(Records of labeled points)
.....
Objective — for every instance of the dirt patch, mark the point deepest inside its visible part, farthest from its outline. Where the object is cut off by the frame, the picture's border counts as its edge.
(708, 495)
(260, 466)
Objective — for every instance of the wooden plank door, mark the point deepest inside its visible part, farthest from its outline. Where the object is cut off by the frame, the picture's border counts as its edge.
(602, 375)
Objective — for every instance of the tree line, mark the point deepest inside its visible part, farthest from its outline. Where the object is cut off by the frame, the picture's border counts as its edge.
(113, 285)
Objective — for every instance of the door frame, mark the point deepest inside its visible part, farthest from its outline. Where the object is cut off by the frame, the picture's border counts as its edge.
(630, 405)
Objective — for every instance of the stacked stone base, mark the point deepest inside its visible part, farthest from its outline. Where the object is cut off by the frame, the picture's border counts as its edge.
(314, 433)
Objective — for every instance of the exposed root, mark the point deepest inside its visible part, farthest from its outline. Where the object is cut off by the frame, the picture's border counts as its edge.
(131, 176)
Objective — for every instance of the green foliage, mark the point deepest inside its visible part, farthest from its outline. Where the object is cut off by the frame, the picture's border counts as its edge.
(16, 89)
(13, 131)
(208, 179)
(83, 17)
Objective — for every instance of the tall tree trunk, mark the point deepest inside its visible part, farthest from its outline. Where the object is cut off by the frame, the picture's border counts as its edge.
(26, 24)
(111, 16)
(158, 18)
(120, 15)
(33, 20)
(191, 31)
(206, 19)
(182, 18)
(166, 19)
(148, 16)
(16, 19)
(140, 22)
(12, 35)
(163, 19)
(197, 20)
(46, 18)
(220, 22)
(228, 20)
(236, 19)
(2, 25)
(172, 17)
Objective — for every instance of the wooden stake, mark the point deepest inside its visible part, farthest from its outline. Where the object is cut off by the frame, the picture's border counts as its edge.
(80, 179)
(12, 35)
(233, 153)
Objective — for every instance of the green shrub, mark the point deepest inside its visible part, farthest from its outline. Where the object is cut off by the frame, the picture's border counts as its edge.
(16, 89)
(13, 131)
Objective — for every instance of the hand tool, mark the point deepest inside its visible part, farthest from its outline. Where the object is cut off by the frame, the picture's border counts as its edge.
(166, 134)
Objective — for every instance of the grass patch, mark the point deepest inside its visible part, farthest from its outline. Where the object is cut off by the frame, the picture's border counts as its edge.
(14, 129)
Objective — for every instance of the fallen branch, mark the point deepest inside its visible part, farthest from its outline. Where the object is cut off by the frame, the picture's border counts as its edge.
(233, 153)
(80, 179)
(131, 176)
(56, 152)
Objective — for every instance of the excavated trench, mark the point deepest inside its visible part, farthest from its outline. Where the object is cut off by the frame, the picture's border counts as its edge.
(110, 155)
.....
● OBJECTIVE
Copy each record from above exactly, and include every line.

● RESULT FOR THIS TASK
Objective — for every instance of the dirt patch, mark the point deepest inside its visible part, farthest from its outline. Where the object is cut off by the frame, the picture's border counts as its edge.
(708, 495)
(260, 466)
Objective — for every instance of the wooden plank door, mark the point deepest inside its visible part, farthest from its outline. Where the object is cut off by the frame, the picture's border counts as its edge.
(602, 375)
Objective — for every instance of the tree line, mark the point deepest inside its visible part, farthest from its outline. Where the object is cut off by the frame, the picture's border counts as its edge.
(113, 285)
Objective — for every instance of the door frame, mark the point deepest inside its visible part, farthest from its outline. Where the object is cut off by the frame, the picture's border counts as its edge.
(630, 405)
Objective — for every instance of the stacked stone base, mark the point deepest inside its visible part, farthest from its outline. Where the object is cut off by the frame, the picture's border counts as its edge.
(314, 433)
Objective — for every instance of the exposed root, mark the point deepest inside its visible part, farthest from its outline. Where the object is cut off by the frame, the picture's border counts as its edge.
(131, 176)
Objective — for every instance of the green foliage, mark the point deepest inside its visible part, farthest from its outline. Where the object is cut off by the frame, the picture's border counts as its edge.
(16, 89)
(13, 131)
(208, 179)
(83, 17)
Objective — for every instance of the tall tree trunk, mark the point deepest inside its visible part, farthest from its outline. Where the object is cut off by the frame, the picture's border counts as its edge.
(26, 24)
(111, 16)
(158, 18)
(120, 15)
(33, 20)
(191, 31)
(206, 19)
(182, 18)
(166, 19)
(148, 16)
(16, 19)
(140, 22)
(12, 35)
(163, 19)
(197, 20)
(46, 18)
(220, 22)
(228, 20)
(236, 19)
(2, 25)
(172, 17)
Objective — for every instance of the wooden stake, mark the point deepest inside its visible part, farthest from its outline. Where the object is cut off by the frame, the picture's border counts as its edge.
(80, 179)
(12, 35)
(233, 153)
Objective — for every instance of the green shrub, mark the point deepest inside its visible part, farthest from its outline. Where the object is cut off by the frame, the picture's border counts as its edge.
(16, 89)
(13, 131)
Objective — for every instance of the hand tool, mark the point deepest inside its visible part, farthest from its outline. Where the object is cut off by the frame, the picture's border counts as its edge.
(166, 134)
Objective — for every instance of the grass patch, mark the point deepest inside its visible part, farthest from its outline. Where the object is cut off by the frame, the picture's border counts as its edge.
(14, 129)
Objective — for every instance of the fallen branch, mark the point deepest inside its visible part, farthest from its outline. Where the object is cut off by the frame, the picture's border counts as its edge.
(233, 153)
(80, 179)
(131, 176)
(56, 152)
Objective — for every instance of the excavated trench, mark the point deepest inside its visible part, farthest from its outline. Where the object is cut off by the frame, the picture's border counts as its edge.
(110, 155)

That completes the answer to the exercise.